Study text:
Haji F, et al. Rethinking programme evaluation in health professions education: beyond "did it work?" Med Educ. 2013 Apr;47(4):342-51.
Top 10 methodologic and statistical flaws in medical studies.
Warren Buffet said "bad terminology is the enemy of good thinking." This articles reviews common errors investigators make when conducting and reporting medical research. Included are choosing inappropriate unit of analysis (e.g., events rather than patients), confusing correlation with association, and failure to address reliability, among others. It's an interesting read, and may even serve as a quick reference for refreshing your memory about definitions of commonly used statistical terms.—Sarang Kim
Markert, RJ. Enhancing medical education by improving statistical methodology in journal articles. Teach Learn Med. 2013 Apr-Jun;25(2):159-64.
Don't pay for that test prep course yet!
In this observational study, investigators assessed whether students taking the Australian/New Zealand version of our MCAT performed better if they took a test preparation course or not, and found that taking prep courses was not associated with better test scores. Although the study was not randomized, the investigators were able to control for baseline academic performance, which did not change the results. Students who took prep courses and those who spent more money were more likely to think they performed better, although they did not.—Sarang Kim
Wilkinson TM, et al. Preparation courses for a medical admission test: effectiveness contrasts with opinion. Med Educ. 2013 Apr;47(4):417-24.
50% Fewer Students Needed For Course Evaluations.

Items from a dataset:
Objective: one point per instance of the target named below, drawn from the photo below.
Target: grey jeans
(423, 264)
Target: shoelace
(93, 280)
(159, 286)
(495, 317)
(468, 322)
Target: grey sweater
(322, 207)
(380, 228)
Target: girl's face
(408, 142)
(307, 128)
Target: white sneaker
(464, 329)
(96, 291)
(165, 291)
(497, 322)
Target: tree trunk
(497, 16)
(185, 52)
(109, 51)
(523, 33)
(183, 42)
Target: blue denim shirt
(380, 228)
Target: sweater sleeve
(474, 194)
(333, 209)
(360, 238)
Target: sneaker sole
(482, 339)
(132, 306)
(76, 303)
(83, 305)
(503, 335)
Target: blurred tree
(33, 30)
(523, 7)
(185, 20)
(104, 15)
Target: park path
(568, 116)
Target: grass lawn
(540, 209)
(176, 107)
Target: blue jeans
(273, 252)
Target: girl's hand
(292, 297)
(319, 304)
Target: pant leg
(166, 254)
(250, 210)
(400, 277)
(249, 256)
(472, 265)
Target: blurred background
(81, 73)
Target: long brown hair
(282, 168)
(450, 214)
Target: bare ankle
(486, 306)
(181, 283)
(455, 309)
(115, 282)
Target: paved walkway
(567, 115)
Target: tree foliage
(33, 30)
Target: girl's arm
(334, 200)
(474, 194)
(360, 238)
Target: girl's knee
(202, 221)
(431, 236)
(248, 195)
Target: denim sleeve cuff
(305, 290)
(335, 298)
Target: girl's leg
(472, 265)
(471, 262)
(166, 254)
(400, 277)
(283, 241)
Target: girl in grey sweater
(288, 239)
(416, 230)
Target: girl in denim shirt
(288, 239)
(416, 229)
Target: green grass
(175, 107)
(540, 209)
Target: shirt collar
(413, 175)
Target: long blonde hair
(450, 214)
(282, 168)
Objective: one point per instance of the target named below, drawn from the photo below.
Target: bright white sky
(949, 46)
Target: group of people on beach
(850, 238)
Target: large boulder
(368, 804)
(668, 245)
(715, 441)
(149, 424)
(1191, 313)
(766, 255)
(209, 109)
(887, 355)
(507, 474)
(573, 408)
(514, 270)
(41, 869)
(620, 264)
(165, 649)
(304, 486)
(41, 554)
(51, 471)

Questions to answer:
A - Answer these questions about the medical education journal summaries:
(i) Who is quoted as saying "bad terminology is the enemy of good thinking"?
(ii) In the test preparation course study, what did the investigators control for?
(iii) In which journal was the Markert article published?
B - Reproduce the part of the medical education journal summaries starting with "Top 10 methodologic" and going on through "Med. 2013 Apr-Jun;25(2):159-64.".
C - Write the next part of the medical education journal summaries, picking up after the last line shown.

Outputs in order:
A -
(i) Warren Buffet
(ii) Baseline academic performance
(iii) Teach Learn Med

B -
Top 10 methodologic and statistical flaws in medical studies.
Warren Buffet said "bad terminology is the enemy of good thinking." This articles reviews common errors investigators make when conducting and reporting medical research. Included are choosing inappropriate unit of analysis (e.g., events rather than patients), confusing correlation with association, and failure to address reliability, among others. It's an interesting read, and may even serve as a quick reference for refreshing your memory about definitions of commonly used statistical terms.—Sarang Kim
Markert, RJ. Enhancing medical education by improving statistical methodology in journal articles. Teach Learn Med. 2013 Apr-Jun;25(2):159-64.

C -
A multi-site, multi-country study shows that far fewer students are needed to evaluate a course, if they are asked to predict the opinion of their classmates instead of give their own. The predictive model of evaluation required input from 50% fewer students to produce stable ratings compared to the traditional personal opinion-based evaluations. "Gender, estimated general level of achievement or satisfaction after having completed the final examination" were not significant factors in the findings. The predictive model of evaluation used in this study borrows from the political science literature on predicting election results, and is consistent with prior findings that a random sample of the class using only 30-40 respondents may adequately represent the general opinion of the class. The potential to reduce evaluation fatigue is a highly attractive feature of this model.—Sarang Kim
Schönrock-Adema J, et al. ‘What would my classmates say?’ An international study of the prediction-based method of course evaluation. Med Educ. 2013 May;47(5):453-62.
A centralized biostatistics group is good for academic medical centers.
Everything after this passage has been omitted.